Dataset entries:
+ + + +

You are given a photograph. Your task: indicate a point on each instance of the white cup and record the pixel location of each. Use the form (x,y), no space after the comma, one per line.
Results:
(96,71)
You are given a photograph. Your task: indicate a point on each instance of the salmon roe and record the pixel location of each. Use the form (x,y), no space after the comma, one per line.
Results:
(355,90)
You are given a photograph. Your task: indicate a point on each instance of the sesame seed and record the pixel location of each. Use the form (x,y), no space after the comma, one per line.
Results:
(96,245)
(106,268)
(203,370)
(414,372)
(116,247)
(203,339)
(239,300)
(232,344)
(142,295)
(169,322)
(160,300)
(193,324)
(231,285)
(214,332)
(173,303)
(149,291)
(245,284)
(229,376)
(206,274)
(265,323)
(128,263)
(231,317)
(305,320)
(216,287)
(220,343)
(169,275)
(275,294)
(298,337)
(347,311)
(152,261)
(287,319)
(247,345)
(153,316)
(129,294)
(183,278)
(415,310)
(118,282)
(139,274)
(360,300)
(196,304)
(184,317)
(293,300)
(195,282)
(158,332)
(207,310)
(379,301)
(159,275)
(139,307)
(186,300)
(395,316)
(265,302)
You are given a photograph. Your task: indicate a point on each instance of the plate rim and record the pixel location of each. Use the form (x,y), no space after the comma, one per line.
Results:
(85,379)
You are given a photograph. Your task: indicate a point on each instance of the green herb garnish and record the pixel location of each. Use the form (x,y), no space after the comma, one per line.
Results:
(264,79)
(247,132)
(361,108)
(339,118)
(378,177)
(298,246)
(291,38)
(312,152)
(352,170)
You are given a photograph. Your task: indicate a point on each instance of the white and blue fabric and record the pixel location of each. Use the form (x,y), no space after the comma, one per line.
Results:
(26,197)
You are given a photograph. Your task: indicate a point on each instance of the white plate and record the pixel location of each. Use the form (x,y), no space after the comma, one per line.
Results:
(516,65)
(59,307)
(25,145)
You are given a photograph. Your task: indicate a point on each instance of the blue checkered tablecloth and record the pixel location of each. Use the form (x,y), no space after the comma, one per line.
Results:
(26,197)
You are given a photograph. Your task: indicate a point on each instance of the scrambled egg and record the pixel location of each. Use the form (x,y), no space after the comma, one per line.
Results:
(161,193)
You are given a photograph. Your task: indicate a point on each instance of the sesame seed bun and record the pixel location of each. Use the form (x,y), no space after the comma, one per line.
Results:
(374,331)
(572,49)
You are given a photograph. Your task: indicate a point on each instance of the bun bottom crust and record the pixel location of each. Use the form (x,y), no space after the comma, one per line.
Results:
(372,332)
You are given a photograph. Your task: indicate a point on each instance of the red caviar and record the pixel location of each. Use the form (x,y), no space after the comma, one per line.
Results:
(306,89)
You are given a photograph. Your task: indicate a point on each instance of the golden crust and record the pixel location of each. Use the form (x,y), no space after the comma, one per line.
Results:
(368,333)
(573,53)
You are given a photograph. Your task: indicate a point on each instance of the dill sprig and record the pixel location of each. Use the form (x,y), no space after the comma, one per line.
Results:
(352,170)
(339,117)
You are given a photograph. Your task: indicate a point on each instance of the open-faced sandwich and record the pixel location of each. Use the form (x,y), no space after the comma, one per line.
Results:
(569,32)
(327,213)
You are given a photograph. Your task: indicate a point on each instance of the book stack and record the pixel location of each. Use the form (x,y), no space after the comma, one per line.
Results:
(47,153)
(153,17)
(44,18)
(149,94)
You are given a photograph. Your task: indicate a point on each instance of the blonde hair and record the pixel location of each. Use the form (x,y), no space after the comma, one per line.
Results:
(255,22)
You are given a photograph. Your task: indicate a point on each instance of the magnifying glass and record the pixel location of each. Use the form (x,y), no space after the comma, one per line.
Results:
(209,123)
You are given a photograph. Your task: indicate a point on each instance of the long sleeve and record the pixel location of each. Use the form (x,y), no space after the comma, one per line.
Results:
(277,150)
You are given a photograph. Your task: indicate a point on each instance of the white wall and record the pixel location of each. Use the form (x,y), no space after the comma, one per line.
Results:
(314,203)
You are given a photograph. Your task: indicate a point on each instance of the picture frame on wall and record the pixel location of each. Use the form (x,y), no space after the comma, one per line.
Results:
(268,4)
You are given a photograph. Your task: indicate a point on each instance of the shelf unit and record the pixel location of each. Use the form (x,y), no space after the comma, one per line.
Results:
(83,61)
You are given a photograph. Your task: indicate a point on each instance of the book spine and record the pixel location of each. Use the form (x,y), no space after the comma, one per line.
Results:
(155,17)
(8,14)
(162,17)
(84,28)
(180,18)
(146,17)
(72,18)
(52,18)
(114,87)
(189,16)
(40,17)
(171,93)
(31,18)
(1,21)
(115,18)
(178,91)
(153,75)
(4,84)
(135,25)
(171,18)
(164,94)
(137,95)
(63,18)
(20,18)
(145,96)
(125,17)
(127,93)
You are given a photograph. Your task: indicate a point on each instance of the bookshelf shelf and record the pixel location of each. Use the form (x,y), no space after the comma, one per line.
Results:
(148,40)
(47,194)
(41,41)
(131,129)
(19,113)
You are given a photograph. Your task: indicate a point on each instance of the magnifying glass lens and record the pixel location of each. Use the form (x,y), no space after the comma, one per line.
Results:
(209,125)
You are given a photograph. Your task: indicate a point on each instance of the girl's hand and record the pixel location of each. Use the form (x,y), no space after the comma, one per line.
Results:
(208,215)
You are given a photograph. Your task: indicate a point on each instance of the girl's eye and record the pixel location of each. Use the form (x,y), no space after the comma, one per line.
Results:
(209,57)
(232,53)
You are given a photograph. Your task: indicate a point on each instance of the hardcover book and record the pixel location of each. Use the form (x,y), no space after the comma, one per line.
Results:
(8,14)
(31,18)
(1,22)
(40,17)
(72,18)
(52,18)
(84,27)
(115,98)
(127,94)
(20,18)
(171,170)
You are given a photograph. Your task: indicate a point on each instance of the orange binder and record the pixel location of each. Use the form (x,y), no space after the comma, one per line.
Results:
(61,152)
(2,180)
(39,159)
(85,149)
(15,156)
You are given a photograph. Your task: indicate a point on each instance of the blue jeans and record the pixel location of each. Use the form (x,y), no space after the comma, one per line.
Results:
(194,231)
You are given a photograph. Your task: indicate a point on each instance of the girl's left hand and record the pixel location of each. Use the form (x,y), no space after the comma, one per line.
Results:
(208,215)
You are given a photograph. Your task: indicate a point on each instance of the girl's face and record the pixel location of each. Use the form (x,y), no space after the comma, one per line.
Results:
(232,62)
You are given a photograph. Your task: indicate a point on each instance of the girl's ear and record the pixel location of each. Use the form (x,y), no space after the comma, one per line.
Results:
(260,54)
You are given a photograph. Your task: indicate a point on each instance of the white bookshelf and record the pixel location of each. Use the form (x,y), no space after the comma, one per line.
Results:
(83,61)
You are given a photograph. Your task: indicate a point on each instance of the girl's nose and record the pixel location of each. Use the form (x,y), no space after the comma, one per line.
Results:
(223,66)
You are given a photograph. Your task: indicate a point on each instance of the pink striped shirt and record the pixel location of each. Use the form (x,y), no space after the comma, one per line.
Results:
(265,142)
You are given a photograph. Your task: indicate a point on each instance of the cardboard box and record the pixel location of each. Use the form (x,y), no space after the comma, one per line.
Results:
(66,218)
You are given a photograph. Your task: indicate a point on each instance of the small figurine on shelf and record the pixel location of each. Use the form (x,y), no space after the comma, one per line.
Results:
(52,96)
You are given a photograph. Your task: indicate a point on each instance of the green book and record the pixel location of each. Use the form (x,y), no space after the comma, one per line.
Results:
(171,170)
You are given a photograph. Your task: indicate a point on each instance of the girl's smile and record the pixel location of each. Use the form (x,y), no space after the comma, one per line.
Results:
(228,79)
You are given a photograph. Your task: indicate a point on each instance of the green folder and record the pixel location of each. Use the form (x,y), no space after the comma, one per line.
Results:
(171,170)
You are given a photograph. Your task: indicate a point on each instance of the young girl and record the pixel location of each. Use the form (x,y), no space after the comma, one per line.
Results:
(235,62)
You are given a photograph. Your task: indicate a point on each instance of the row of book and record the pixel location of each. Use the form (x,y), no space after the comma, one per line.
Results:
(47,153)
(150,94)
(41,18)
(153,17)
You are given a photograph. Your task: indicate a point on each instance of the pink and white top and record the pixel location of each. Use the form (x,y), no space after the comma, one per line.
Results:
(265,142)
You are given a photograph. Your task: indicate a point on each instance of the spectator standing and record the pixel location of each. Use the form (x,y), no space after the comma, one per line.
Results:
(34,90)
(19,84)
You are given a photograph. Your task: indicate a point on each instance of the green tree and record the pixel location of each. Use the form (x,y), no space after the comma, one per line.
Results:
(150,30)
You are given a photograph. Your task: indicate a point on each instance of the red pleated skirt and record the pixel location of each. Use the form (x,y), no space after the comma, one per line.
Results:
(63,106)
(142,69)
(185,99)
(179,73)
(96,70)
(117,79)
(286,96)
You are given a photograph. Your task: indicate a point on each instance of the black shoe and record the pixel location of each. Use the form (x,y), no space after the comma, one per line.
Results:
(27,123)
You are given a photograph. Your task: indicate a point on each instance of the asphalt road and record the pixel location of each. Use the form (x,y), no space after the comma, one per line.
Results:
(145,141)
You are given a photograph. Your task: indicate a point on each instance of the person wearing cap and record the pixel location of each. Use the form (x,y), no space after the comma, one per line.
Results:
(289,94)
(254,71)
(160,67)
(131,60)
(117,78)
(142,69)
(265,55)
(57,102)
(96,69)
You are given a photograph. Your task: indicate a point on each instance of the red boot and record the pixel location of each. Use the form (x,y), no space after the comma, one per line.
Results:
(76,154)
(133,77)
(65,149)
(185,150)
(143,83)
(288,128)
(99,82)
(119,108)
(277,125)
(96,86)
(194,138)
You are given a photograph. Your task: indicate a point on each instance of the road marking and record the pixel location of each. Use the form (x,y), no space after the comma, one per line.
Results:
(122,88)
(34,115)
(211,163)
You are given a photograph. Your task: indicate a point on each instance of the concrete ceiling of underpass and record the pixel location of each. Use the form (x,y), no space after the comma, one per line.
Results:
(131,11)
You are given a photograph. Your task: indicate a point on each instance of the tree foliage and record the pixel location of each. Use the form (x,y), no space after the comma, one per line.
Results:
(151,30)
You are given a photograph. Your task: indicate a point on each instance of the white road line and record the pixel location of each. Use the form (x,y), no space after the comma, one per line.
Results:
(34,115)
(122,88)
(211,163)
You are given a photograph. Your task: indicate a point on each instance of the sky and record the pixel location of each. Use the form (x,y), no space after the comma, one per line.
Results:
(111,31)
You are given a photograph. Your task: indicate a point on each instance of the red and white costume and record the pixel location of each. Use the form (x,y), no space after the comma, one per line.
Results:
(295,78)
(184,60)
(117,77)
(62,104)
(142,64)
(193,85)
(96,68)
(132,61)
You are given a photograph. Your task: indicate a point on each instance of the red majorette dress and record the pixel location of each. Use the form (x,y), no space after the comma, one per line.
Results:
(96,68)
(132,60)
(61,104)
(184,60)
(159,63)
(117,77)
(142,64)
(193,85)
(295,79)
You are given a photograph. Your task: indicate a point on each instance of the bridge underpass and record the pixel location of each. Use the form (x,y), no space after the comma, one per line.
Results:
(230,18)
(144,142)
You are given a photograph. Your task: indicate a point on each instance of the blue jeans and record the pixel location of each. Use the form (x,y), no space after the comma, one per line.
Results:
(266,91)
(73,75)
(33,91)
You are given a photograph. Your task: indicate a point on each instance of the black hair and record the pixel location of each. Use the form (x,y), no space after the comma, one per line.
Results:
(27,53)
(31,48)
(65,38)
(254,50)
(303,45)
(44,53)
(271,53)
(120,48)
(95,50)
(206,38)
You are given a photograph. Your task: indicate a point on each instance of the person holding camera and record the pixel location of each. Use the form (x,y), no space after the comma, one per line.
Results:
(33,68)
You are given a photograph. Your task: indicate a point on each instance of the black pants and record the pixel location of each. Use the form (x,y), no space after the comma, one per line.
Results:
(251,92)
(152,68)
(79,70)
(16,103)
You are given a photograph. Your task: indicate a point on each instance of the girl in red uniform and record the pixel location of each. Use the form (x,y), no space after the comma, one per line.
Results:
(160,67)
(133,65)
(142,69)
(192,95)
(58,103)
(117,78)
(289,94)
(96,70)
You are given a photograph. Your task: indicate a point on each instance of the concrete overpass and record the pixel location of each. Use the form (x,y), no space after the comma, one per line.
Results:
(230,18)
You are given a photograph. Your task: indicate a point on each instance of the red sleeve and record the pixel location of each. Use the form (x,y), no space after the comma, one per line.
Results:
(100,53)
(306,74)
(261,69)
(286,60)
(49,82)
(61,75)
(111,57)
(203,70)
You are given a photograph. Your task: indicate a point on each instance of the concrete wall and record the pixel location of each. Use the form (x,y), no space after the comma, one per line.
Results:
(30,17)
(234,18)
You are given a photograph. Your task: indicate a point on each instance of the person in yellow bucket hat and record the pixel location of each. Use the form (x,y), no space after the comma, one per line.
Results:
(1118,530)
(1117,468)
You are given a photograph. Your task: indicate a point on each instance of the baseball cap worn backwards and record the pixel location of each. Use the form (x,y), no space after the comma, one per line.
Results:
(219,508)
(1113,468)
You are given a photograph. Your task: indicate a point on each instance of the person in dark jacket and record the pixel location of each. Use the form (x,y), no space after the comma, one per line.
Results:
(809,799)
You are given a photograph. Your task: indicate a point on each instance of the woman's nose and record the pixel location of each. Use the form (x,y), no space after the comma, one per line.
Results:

+ + + +

> Exercise prompt
Your task is to find each line in the entries that contains the string "seed" and copy it.

> Expected answer
You are given a photograph. Your task: indicate a point on each instance of the sesame seed and record the pixel location of each. Use the form (x,y), no space after the comma, one per line.
You are given a photograph. Your task: indicate a point on each instance of the sesame seed bun and record the pixel location of each. Use the form (x,y), no space after the comma, one per line.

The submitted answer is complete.